Task list:
- a) In the health tips, reproduce the text from "9. Make bone" to "minerals) is high.".
- b) List every herb the health tips name to look for in a digestion-support tea.
- c) Answer these questions from the health tips, one per line:
(i) How long can vegetable peels, ends, leaves and stems be kept in the fridge?
(ii) For how long should bone broth simmer?
(iii) How much melatonin per night can most people safely take?

Given passage:
5. Always eat protein when eating sweets. This will help to stabilize your blood sugar so you don’t experience highs followed by a “sugar crash.”

6. Buy a box of digestion-support tea. There are many blends available and they often contain a combination of herbs to relieve gas, calm cramping and support overall digestion. Look for any of the following herbs: chamomile, mint, cardamom, ginger, fennel, skullcap and/or licorice. Drink it throughout the day and after meals.

7. Take digestive enzymes after particularly heavy meals and those that contain your food intolerances. These are designed to support and improve digestion, especially when compromised by lots of rich foods, eating late, indulging in intolerances, and decreased sleep. A good formula will support protein, carbohydrate and fat digestion and may even contain hydrochloric acid. For those of you who are gluten intolerant, Glutenzyme can help to decrease the effects of gluten on the rare occasion that you do indulge.

8. Save your vegetable ends for making stock. Whenever you cook, you can create stock with most of your vegetable ends before they go into the compost. Try using onion and garlic peels, carrot peels and ends, celery leaves and ends, broccoli and chard stems and/or unused parts of fresh herbs. Basically, anything that will not impart a bitter taste, such as pepper seeds and eggplant skins, can be gathered while you cook.

Set your peels, ends, leaves and stems aside in the fridge for up to 2 weeks or until you have accumulated enough. Cover them with water, bring them to a boil and let them simmer until your stock’s smell and taste are to your liking. Strain the stock, use it in your recipes or freeze it for later. This will save you lots of money (premade, store-bought stocks are expensive) and allow you to control the ingredients (many packaged stocks have sugar, flavorings and oil).

9. Make bone broth. Save your animal bones and use them to make a mineral-rich broth. Cover with 2-3x as much water as bones, bring to a boil, turn down to a moderate simmer, add in a few cups of vinegar and leave like this to simmer for 3-8 hours. Check regularly and add more water as needed. When the broth is done, strain it and allow it to cool. It will turn quite gelatinous when cold and will return to liquid when heated. Use this broth to make beans, whole grains, soups, stews and the like. Its flavor is deep and delicious—and thanks to the vinegar, the nutrient content (especially minerals) is high.

10. Take an immune-support formula. Do this either on a regular basis or at the very first sign of symptoms. All the change in your diet and the difficulty of sticking to routine increase your chances of getting sick. Supporting your immune system on a daily basis is a great way to stave off infection.

Many formulas are available, but look for ones that contain vitamins A, D &C, along with herbs like echinacea, elder berry, myrrh, Oregon grape root and ginger. Super BioVegetarian and Phytobiotic are two favorites of the Berkeley Naturopathic Medical Group. Ask your doctor which of the two is best suited for you and what the correct dosing should be.

11. Consider melatonin and/or Biotone EFA for sleep support. Getting quality sleep is key to maintaining your energy and immune health, as well as your memory and cognitive function. Despite our best efforts, getting to bed at a decent hour during the holidays is exceptionally difficult. Both melatonin and the Biotone EFA’s help to improve the quality of sleep you do get, even if the hours are reduced. Most people can safely take 2-5mg of melatonin per night or on an as-needed basis.

12. Wash your hands. Hand washing is perhaps the simplest, easiest and most economical way to stave off infection. Regular soap is all you need so steer clear of anything fancy, scented or anti-microbial. Be sure to wash palms, backs of hands and in between fingers. Try humming the alphabet once or “Row, Row, Row Your Boat” twice as a way to ensure you are taking adequate time to wash thoroughly. Wash before eating, after using the restroom, after coughing/sneezing, after shaking hands and certainly after you have been around people who are clearly sick.

Data entries
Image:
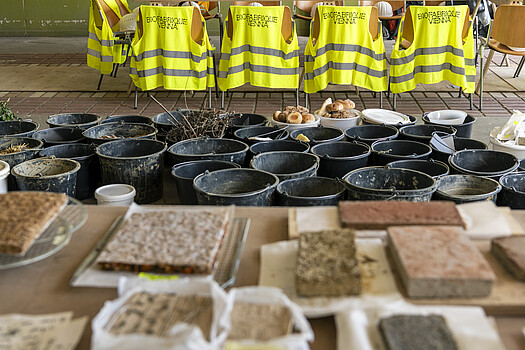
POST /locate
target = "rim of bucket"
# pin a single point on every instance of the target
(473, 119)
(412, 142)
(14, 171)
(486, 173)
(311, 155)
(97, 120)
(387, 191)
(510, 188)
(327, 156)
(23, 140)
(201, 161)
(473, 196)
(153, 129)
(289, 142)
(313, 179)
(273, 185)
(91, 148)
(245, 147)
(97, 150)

* * *

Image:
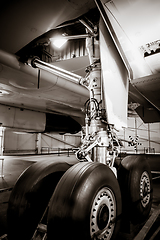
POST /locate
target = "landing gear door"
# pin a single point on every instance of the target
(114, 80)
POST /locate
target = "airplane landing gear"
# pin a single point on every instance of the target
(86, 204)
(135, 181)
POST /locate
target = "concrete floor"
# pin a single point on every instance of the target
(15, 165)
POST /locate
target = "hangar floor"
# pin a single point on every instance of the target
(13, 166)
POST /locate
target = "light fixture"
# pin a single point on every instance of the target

Activity answers:
- a)
9. Make bone broth. Save your animal bones and use them to make a mineral-rich broth. Cover with 2-3x as much water as bones, bring to a boil, turn down to a moderate simmer, add in a few cups of vinegar and leave like this to simmer for 3-8 hours. Check regularly and add more water as needed. When the broth is done, strain it and allow it to cool. It will turn quite gelatinous when cold and will return to liquid when heated. Use this broth to make beans, whole grains, soups, stews and the like. Its flavor is deep and delicious—and thanks to the vinegar, the nutrient content (especially minerals) is high.

- b) chamomile, mint, cardamom, ginger, fennel, skullcap, licorice

- c)
(i) Up to 2 weeks
(ii) 3-8 hours
(iii) 2-5mg